## Excerpted text:
++++++++

When Phoenix graced the stage of the world’s most famous arena – New York City’s iconic Madison Square Garden – on October 20, the French indie-pop/synth-rock group exhibited one of the most talked-about live performances of 2010. Expectations were high, but the ensuing brilliance and sheer magic of the night rendered the occasion monumental. The revered and now widely-adored Versailles quartet unleashed a pulsating set defined by their sprightly guitar lines, slick grooves and euphorically pristine melodies. Even a three-song acoustic set was played in the middle of the arena, but Phoenix’s spectacular encore was unexpected, grand and mesmerising.


When the lights went down for their second encore, two figures dressed in black jumpsuits and chrome-like helmets emerged into view (hint: not members of Phoenix. Cue: a collective elicitation of disbelief and astonishment). It was, of course, seminal electronic duo/electro-robotic dance royalty, Daft Punk. The night ended with the world’s favourite French acts performing – together – Daft Punk’s Harder, Better, Faster, Stronger and Around The World before closing with Phoenix’s1901.


Additionally, Phoenix were supported by two of their favourite bands, Dirty Projectors and Wavves. Guitarist Laurent ‘Branco’ Brancowitz (born Laurent Mazzalai) recalls the thrill of the night’s performance. “We wanted to show that we could create something interesting in such a big venue, and it was also a test for ourselves to see if we could do what we do usually,” Branco muses. “That was a very interesting moment.”


Also interesting is the fact that they were able to keep the Daft Punk component a surprise. “Yeah, we somehow managed to keep it a secret,” Branco laughs. “There was this moment where we could feel the instant connection. It was really fun – and you know, I started playing music with the guys from Daft Punk, so it was very nice to be able to play with them again (Branco’s first band was Darlin’, which comprised Thomas Bangalter and Guy-Manuel de Homem-Christo of Daft Punk).”


It goes without saying that the Parisian accent is deeply steeped in both charm and mystique. Listening to Branco as he enunciates incoming thoughts, his tone insinuates various environments. He could be laid blissfully on a sea-side hammock or curled up in the corner of a cosy dimly-lit cafe, but Branco is taking calls via Skype these days. And the fuzzy connection is limiting Branco of his natural charm, just slightly.

Having spoken to the Mazzalai brothers on separate occasions, it’s fascinating to note their similar expressions; particularly their love of the word ‘dream’ and more generally – their romantic perspective on both art and life. They’re unashamedly emotive... effortlessly charismatic; eager to express the joys of discovering reverential moments.

++++++++

## Entries:
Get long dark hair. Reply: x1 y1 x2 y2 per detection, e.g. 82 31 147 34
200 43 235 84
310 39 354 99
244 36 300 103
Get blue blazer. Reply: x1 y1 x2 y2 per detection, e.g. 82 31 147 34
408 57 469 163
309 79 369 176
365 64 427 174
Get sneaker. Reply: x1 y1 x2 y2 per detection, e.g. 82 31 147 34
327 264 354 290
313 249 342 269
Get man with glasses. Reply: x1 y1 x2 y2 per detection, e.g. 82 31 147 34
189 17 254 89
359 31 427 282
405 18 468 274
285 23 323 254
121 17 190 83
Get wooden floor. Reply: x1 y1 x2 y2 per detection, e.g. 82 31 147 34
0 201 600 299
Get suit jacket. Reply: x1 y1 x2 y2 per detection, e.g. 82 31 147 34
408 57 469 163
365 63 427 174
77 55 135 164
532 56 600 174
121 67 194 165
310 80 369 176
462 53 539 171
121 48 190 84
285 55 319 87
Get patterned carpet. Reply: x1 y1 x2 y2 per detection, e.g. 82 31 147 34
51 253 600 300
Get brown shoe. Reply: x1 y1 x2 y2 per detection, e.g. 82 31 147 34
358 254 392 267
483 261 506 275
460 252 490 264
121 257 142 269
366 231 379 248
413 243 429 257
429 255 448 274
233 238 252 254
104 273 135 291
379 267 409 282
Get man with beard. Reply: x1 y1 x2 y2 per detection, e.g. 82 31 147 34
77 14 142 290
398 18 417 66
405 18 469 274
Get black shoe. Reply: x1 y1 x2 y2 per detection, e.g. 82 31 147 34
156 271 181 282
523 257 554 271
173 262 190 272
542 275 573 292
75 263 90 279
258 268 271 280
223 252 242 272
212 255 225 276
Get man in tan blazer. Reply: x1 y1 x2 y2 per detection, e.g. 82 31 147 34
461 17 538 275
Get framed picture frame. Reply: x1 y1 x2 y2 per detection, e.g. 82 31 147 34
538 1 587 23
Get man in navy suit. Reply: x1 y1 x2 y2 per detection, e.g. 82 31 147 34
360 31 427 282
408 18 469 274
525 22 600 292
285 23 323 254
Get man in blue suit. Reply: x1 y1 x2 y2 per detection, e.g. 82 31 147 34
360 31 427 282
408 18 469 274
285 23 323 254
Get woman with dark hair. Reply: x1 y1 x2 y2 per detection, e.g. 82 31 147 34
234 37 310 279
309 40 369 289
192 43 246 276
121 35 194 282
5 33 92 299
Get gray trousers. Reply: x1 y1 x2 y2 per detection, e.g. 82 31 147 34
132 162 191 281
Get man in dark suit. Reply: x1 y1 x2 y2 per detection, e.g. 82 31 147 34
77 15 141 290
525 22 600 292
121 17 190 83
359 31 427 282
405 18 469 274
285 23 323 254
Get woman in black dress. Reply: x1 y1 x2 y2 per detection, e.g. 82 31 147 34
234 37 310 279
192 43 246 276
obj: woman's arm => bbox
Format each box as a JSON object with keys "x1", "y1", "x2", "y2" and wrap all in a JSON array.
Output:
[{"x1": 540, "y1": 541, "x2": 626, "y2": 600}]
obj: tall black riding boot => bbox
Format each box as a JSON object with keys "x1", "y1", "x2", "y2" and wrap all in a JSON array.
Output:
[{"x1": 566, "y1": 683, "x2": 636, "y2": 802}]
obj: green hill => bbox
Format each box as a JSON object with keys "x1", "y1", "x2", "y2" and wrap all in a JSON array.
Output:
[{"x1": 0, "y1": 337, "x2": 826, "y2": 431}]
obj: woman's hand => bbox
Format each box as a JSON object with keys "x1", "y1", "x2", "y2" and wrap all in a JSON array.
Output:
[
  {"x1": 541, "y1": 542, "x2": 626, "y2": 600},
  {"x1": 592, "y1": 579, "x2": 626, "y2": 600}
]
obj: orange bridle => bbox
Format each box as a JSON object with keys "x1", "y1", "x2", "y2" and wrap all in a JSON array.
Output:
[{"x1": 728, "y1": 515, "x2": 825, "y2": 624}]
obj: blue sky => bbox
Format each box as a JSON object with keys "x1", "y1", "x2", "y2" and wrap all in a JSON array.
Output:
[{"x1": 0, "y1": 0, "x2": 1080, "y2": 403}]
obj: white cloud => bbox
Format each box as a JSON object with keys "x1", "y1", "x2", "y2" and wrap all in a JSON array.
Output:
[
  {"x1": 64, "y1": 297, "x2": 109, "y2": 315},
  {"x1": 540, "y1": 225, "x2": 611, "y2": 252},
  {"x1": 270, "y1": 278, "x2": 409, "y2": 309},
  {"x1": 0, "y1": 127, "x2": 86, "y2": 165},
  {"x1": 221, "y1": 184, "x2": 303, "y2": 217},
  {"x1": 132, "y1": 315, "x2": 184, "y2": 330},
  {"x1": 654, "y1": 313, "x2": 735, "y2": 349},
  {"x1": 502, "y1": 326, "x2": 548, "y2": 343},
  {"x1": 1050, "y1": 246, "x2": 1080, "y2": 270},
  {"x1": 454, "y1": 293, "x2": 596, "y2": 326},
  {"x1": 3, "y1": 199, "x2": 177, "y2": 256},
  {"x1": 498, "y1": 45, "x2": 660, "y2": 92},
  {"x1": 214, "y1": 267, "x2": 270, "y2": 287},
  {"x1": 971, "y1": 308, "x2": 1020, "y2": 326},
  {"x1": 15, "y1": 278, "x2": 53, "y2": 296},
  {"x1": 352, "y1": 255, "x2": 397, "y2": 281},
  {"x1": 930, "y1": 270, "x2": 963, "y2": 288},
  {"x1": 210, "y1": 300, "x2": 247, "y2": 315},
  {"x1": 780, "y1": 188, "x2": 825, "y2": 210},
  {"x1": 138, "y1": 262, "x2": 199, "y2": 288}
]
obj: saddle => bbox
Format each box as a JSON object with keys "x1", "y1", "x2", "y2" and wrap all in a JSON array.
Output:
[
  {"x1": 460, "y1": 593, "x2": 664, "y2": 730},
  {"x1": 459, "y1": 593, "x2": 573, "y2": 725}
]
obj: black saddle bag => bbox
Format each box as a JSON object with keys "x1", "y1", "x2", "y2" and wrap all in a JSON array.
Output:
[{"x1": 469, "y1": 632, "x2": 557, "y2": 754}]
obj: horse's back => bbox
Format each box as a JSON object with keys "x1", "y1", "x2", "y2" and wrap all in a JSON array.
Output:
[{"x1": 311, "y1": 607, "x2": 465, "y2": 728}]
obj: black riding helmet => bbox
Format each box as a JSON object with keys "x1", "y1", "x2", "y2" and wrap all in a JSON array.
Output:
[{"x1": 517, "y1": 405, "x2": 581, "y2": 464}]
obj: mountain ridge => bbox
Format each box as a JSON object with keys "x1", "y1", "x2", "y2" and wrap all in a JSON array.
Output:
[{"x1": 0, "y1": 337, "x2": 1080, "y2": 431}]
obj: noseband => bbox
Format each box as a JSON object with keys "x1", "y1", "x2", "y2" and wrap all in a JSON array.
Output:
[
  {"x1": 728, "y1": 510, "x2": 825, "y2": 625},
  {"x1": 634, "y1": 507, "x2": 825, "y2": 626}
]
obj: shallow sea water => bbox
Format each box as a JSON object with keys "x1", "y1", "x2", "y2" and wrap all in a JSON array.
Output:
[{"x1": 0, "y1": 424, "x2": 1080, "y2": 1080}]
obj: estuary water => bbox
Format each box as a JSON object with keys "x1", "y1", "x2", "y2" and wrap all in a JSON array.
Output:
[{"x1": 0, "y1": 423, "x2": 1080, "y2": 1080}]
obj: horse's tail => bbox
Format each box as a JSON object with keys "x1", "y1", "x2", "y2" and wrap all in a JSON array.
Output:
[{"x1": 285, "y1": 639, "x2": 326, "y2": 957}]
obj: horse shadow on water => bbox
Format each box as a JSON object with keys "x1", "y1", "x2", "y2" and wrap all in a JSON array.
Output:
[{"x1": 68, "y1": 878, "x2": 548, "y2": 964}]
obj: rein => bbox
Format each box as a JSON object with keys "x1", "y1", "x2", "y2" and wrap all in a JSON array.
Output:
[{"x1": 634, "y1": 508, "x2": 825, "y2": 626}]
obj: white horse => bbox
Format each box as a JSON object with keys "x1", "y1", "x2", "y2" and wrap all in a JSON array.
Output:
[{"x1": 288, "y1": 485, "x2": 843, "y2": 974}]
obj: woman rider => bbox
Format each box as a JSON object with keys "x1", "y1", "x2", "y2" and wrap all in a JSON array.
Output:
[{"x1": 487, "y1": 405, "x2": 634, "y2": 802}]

++++++++

## Given request 1:
Quote the stretch of the Phoenix concert article from "It goes without" through "charm, just slightly.", reproducing it word for word.
## Given request 2:
Show each line of the entries that contains the word "blazer", copied in full.

## Finished answer 1:
It goes without saying that the Parisian accent is deeply steeped in both charm and mystique. Listening to Branco as he enunciates incoming thoughts, his tone insinuates various environments. He could be laid blissfully on a sea-side hammock or curled up in the corner of a cosy dimly-lit cafe, but Branco is taking calls via Skype these days. And the fuzzy connection is limiting Branco of his natural charm, just slightly.

## Finished answer 2:
Get blue blazer. Reply: x1 y1 x2 y2 per detection, e.g. 82 31 147 34
Get man in tan blazer. Reply: x1 y1 x2 y2 per detection, e.g. 82 31 147 34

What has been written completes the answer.